◆ The records:
• • •

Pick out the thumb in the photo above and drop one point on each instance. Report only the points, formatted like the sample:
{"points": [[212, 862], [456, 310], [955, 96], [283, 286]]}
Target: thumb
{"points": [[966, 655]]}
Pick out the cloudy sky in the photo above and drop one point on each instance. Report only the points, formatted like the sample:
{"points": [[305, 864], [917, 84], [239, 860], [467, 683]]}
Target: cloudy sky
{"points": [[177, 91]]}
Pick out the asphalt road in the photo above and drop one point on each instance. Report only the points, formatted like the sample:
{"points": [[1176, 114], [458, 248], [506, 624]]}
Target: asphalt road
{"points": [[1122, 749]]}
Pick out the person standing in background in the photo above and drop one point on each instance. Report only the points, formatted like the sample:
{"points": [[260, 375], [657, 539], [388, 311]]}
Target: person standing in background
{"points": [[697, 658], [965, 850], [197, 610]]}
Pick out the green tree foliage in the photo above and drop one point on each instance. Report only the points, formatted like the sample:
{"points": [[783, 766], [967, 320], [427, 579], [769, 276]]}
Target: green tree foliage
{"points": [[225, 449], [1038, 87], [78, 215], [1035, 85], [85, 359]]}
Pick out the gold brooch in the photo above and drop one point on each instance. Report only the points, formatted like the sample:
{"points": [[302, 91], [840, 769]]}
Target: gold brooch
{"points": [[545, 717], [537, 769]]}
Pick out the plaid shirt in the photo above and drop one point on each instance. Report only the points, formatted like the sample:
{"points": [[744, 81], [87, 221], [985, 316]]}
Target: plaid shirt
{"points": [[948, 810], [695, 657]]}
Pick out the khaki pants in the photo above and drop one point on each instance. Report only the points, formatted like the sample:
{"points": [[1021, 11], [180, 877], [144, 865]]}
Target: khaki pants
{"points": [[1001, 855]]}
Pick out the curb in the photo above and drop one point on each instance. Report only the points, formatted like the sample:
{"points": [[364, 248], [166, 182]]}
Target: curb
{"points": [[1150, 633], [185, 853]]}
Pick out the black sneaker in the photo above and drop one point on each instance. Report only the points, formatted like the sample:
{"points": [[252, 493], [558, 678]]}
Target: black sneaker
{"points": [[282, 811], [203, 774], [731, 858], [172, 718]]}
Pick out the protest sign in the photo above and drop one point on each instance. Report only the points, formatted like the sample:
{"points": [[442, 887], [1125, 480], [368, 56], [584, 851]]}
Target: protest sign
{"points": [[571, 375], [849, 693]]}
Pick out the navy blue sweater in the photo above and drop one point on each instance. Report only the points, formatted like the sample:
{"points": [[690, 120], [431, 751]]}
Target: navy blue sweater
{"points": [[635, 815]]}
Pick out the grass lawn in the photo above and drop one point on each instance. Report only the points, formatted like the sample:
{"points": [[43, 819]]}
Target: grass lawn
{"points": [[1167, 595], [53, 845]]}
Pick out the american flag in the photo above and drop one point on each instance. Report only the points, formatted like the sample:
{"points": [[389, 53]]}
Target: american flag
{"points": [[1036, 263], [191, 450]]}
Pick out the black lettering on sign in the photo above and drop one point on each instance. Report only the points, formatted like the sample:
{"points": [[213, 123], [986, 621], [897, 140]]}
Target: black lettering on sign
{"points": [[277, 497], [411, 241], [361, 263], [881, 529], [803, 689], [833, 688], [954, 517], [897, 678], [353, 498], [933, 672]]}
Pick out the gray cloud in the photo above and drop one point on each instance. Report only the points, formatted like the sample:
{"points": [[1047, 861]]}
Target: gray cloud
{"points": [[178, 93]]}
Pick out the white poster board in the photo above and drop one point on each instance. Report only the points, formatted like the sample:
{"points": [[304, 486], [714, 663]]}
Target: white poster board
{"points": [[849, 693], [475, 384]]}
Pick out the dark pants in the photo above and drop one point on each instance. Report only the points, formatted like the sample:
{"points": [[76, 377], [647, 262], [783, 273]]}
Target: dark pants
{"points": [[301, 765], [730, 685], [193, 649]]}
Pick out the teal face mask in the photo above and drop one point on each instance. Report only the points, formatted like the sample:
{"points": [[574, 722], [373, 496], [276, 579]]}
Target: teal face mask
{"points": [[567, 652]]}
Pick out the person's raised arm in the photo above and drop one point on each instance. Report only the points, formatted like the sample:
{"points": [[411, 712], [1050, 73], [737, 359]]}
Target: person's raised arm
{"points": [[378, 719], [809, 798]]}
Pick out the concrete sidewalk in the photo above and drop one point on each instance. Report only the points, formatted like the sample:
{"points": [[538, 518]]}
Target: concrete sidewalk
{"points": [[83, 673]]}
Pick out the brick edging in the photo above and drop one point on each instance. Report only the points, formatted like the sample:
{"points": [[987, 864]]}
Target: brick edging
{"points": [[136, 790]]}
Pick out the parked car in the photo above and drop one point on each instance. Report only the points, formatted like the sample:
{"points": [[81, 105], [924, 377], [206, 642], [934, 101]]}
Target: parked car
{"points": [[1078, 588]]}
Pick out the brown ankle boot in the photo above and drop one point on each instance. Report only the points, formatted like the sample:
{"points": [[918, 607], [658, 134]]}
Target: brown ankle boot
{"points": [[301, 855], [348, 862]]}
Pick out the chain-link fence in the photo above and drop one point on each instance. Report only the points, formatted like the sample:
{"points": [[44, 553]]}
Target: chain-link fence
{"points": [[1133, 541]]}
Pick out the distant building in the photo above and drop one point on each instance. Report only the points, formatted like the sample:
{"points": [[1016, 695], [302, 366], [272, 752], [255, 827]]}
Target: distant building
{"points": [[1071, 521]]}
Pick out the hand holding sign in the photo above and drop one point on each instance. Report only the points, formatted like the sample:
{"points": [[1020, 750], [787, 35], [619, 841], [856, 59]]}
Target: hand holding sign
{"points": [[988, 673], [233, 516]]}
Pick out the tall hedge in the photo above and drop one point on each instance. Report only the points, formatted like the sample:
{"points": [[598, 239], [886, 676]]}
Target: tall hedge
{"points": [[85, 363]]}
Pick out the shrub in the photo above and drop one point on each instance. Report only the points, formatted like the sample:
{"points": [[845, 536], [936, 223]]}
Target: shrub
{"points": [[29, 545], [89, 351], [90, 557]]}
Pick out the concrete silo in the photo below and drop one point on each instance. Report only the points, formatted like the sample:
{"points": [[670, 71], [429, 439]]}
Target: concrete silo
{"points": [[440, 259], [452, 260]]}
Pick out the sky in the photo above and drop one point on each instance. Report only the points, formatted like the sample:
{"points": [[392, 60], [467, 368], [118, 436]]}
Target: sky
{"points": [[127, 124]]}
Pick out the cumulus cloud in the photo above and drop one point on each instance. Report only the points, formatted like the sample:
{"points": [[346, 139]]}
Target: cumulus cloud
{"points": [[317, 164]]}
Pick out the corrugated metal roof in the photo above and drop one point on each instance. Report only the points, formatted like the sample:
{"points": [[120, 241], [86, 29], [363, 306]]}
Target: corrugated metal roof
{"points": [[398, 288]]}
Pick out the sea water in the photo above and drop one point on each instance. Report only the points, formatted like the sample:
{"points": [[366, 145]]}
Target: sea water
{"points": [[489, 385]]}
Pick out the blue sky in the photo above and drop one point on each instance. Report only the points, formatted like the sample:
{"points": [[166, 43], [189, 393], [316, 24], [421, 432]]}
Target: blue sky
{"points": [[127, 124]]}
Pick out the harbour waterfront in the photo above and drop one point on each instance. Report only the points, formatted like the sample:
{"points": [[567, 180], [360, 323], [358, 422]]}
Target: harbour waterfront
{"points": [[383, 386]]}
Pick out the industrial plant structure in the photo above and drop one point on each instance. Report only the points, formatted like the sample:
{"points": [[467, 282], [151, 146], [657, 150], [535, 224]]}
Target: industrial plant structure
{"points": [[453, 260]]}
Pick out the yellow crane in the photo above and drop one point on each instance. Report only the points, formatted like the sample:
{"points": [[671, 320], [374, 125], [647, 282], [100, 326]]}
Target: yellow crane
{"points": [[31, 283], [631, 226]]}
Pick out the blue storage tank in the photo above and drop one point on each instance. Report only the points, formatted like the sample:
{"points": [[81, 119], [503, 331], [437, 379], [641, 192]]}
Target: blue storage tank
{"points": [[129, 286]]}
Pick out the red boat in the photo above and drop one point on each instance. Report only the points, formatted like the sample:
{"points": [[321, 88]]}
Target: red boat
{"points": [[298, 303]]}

• • •

After locating the line with "Target: teal face mask" above, return that line and every later line through the one with "Pick out the concrete sidewalk", word for word and with nothing else.

Target: teal face mask
{"points": [[567, 652]]}
Pick out the person's raised arm in the photo above and drop one point on each instance. Report only the points, formatted like the sample:
{"points": [[411, 712], [1050, 73], [737, 359]]}
Target: person's raised arm
{"points": [[378, 719], [809, 798]]}
Pick out the concrete sidewalk in the photo above and drop one point on each instance. Report only the points, formatted like the sample:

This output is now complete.